_Your instructions:_ Copy out all of the material, matching it word for word.

_Given data:_
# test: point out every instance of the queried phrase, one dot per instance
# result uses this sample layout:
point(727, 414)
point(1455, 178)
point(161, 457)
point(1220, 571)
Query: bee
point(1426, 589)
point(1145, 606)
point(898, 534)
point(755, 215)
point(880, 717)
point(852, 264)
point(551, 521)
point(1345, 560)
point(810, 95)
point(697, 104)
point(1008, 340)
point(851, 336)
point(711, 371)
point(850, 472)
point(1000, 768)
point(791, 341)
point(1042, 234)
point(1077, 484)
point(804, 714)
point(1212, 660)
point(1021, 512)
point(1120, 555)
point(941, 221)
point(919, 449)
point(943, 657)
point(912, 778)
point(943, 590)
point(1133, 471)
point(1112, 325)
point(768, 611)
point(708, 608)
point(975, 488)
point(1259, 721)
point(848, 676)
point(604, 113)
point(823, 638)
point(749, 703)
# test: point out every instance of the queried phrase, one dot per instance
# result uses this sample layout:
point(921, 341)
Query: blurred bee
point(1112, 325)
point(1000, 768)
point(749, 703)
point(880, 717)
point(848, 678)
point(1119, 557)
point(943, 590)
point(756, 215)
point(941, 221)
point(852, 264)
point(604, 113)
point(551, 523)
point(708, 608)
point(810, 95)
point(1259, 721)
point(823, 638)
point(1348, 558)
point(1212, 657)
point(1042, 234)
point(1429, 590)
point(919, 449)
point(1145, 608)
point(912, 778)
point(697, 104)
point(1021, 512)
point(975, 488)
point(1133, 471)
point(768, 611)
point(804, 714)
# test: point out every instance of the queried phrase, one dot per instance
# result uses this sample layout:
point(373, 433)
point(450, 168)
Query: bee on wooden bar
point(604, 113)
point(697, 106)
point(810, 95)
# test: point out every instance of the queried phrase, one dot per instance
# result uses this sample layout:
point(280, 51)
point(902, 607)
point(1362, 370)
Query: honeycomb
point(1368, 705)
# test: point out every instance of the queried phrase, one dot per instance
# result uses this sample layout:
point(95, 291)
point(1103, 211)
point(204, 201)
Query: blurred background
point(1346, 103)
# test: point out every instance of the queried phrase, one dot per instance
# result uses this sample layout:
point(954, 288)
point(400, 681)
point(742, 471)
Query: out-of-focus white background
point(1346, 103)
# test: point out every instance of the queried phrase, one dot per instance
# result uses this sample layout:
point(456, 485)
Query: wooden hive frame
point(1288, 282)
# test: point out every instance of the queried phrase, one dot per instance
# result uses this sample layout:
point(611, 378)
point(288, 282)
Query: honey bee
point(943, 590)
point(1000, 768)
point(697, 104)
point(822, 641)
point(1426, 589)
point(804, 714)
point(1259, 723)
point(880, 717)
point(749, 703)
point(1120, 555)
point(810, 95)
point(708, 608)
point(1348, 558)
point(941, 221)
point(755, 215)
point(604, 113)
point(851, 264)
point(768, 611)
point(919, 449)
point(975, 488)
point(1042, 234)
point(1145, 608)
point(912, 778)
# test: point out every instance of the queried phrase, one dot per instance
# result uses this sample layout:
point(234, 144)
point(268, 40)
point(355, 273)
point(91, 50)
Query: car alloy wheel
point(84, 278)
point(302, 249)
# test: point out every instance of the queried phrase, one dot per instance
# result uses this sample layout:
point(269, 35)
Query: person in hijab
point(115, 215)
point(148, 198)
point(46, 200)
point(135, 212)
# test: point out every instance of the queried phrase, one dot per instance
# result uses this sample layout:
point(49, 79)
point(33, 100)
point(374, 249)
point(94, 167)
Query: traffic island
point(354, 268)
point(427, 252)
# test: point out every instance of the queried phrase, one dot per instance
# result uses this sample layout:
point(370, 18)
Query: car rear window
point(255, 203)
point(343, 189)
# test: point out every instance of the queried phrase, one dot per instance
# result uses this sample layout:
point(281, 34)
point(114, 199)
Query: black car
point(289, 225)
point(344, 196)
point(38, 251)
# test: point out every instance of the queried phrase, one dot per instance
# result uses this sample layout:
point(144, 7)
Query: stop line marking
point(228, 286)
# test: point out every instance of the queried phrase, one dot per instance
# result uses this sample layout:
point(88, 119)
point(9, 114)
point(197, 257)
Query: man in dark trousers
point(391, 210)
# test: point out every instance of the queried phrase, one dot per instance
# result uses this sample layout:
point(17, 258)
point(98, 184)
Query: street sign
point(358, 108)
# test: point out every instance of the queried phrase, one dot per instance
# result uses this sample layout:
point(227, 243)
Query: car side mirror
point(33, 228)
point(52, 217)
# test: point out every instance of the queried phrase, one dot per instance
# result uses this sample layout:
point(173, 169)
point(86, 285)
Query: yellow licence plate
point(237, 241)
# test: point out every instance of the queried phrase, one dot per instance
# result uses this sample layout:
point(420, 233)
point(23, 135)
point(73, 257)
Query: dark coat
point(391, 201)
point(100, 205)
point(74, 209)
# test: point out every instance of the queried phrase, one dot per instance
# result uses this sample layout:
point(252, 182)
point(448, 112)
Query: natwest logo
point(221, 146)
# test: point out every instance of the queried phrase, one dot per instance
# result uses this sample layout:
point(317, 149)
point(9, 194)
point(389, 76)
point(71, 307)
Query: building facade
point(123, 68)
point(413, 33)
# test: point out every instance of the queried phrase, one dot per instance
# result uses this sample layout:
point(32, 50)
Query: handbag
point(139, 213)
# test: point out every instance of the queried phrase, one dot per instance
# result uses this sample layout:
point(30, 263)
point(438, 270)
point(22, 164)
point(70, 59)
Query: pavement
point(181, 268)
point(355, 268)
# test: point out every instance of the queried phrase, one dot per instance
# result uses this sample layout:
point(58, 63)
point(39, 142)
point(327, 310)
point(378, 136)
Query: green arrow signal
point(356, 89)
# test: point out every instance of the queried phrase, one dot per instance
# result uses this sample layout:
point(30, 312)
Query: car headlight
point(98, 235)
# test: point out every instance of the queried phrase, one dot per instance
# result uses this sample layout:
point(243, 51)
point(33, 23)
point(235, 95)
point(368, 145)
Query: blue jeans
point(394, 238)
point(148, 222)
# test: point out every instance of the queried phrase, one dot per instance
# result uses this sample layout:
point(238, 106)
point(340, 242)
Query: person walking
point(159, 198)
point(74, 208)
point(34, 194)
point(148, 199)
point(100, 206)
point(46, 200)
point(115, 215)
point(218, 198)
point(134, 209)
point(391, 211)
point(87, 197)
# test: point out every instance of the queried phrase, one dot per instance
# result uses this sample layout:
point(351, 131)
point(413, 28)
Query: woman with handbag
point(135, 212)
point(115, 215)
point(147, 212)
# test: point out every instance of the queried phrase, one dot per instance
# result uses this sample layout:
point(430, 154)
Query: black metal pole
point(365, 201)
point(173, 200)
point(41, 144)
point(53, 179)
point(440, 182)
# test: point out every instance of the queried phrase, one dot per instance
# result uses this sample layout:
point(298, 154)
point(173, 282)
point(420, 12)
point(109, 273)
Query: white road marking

_Finished answer:_
# test: point out every instance of the queried phrase, one dot per instance
# result uses this sample layout:
point(727, 414)
point(1455, 178)
point(161, 457)
point(1220, 571)
Query: bee
point(1426, 589)
point(1145, 606)
point(898, 534)
point(755, 215)
point(880, 717)
point(852, 264)
point(551, 521)
point(1345, 560)
point(810, 95)
point(697, 104)
point(1008, 340)
point(851, 336)
point(711, 371)
point(850, 472)
point(1000, 768)
point(791, 341)
point(1042, 234)
point(1077, 484)
point(804, 714)
point(1212, 660)
point(1021, 512)
point(1120, 555)
point(941, 221)
point(919, 449)
point(943, 657)
point(912, 778)
point(943, 590)
point(1133, 471)
point(1112, 325)
point(768, 611)
point(708, 608)
point(975, 488)
point(1259, 721)
point(848, 676)
point(604, 113)
point(823, 638)
point(749, 703)
# test: point out every instance of the queried phrase, one dot per instance
# result uses this sample layout:
point(921, 341)
Query: blurred bee
point(1112, 325)
point(1000, 768)
point(749, 703)
point(880, 717)
point(848, 678)
point(1119, 557)
point(943, 590)
point(756, 215)
point(941, 221)
point(852, 264)
point(604, 113)
point(551, 523)
point(708, 608)
point(810, 95)
point(1259, 721)
point(823, 638)
point(1348, 558)
point(1212, 657)
point(1042, 234)
point(1429, 590)
point(919, 449)
point(1145, 608)
point(912, 778)
point(697, 104)
point(1021, 512)
point(975, 488)
point(1133, 471)
point(768, 611)
point(804, 714)
# test: point out every instance of the queried phrase, one dot per instance
# result uses this sample layout:
point(373, 433)
point(450, 168)
Query: bee on wooden bar
point(604, 113)
point(697, 106)
point(810, 95)
# test: point out every instance of the queried phrase, one dot per instance
# result uses this sample layout:
point(280, 51)
point(902, 607)
point(1362, 370)
Query: honeycomb
point(1368, 705)
# test: point out every instance of the queried phrase, one dot per instance
# result uses this sample layout:
point(95, 291)
point(1103, 211)
point(204, 201)
Query: blurred background
point(1346, 103)
# test: point out every instance of the queried phrase, one dot per instance
# result uses this sample layout:
point(954, 288)
point(400, 681)
point(742, 471)
Query: out-of-focus white background
point(1346, 103)
# test: point out every instance of the queried phrase, one dot per instance
# result uses this sample layout:
point(456, 485)
Query: wooden hive frame
point(1288, 282)
# test: point out every instance of the queried phrase, one dot per instance
# result uses this sample layout:
point(611, 378)
point(288, 282)
Query: honey bee
point(943, 590)
point(1000, 768)
point(697, 104)
point(822, 641)
point(1426, 589)
point(804, 714)
point(1259, 723)
point(880, 717)
point(749, 703)
point(1120, 555)
point(810, 95)
point(708, 608)
point(1348, 558)
point(941, 221)
point(755, 215)
point(604, 113)
point(851, 264)
point(768, 611)
point(919, 449)
point(975, 488)
point(1042, 234)
point(1145, 608)
point(912, 778)
# test: point out every instance of the queried phrase, one dot per instance
# result uses this sample layout:
point(234, 144)
point(268, 40)
point(355, 273)
point(91, 50)
Query: car alloy wheel
point(84, 278)
point(302, 249)
# test: point out every instance of the queried phrase, one dot per instance
# result uses this sample layout:
point(269, 35)
Query: person in hijab
point(115, 215)
point(148, 198)
point(46, 200)
point(135, 212)
# test: point out every instance of the queried phrase, one dot per instance
# result uses this sample layout:
point(49, 79)
point(33, 100)
point(374, 249)
point(94, 167)
Query: traffic island
point(354, 268)
point(427, 252)
# test: point out every instance of the queried phrase, one dot per instance
# result uses this sample layout:
point(370, 18)
Query: car rear window
point(255, 203)
point(343, 189)
# test: point out every instance of the queried phrase, one dot per instance
# result uses this sample layout:
point(281, 34)
point(114, 199)
Query: black car
point(289, 225)
point(344, 196)
point(38, 251)
# test: point out every instance of the queried phrase, one dot per instance
# result uses this sample layout:
point(144, 7)
Query: stop line marking
point(228, 286)
# test: point out every instance of the queried phrase, one dot per instance
# result uses this sample layout:
point(88, 119)
point(9, 114)
point(197, 257)
Query: man in dark trousers
point(391, 210)
# test: point out every instance of the queried phrase, one dot per instance
# result uses this sample layout:
point(17, 258)
point(98, 184)
Query: street sign
point(358, 108)
# test: point out every instance of the queried phrase, one dot per instance
# result uses this sample layout:
point(227, 243)
Query: car side mirror
point(33, 228)
point(52, 217)
# test: point out every instance of the queried phrase, one dot per instance
# result uses this sample layout:
point(173, 169)
point(86, 285)
Query: yellow licence plate
point(237, 241)
# test: point out every instance of the queried phrase, one dot per instance
# result uses this sample layout:
point(420, 233)
point(23, 135)
point(73, 257)
Query: dark coat
point(391, 201)
point(100, 205)
point(74, 209)
# test: point out every instance of the queried phrase, one dot per instance
# result uses this sample layout:
point(252, 182)
point(448, 112)
Query: natwest logo
point(221, 146)
# test: point out every instance of the queried phrase, one dot per instance
# result uses this sample layout:
point(317, 149)
point(9, 194)
point(389, 76)
point(71, 307)
Query: building facade
point(123, 68)
point(413, 33)
# test: point out every instance of the queried phrase, one dot per instance
# result uses this sample layout:
point(32, 50)
Query: handbag
point(139, 213)
# test: point out every instance of the queried phrase, one dot per instance
# result uses this sample layout:
point(30, 263)
point(438, 270)
point(22, 164)
point(70, 59)
Query: pavement
point(181, 268)
point(355, 268)
# test: point out every instance of the queried phrase, one dot per instance
# result uses this sample layout:
point(58, 63)
point(39, 142)
point(327, 310)
point(378, 136)
Query: green arrow signal
point(356, 89)
# test: point out every instance of the queried phrase, one dot per instance
# result uses this sample layout:
point(30, 312)
Query: car headlight
point(98, 235)
# test: point out every instance of the queried phrase, one dot per instance
# result uses this sample layout:
point(243, 51)
point(33, 23)
point(235, 95)
point(368, 145)
Query: blue jeans
point(394, 238)
point(148, 222)
# test: point out every instance of the queried phrase, one dot per instance
# result uses this sample layout:
point(238, 106)
point(340, 242)
Query: person walking
point(159, 198)
point(74, 208)
point(34, 194)
point(148, 199)
point(100, 206)
point(46, 200)
point(115, 215)
point(218, 198)
point(134, 209)
point(391, 211)
point(87, 197)
# test: point out every instance of the queried phrase, one dot per instance
# result uses this sample layout:
point(351, 131)
point(413, 28)
Query: woman with handbag
point(135, 212)
point(115, 215)
point(147, 212)
# test: point out every instance of the queried phrase, one dot per instance
# result uses this sample layout:
point(430, 154)
Query: black metal pole
point(365, 201)
point(173, 200)
point(41, 144)
point(53, 179)
point(440, 182)
# test: point out every instance of the queried phrase, one dot per instance
# result uses this sample layout:
point(298, 154)
point(173, 282)
point(420, 12)
point(109, 273)
Query: white road marking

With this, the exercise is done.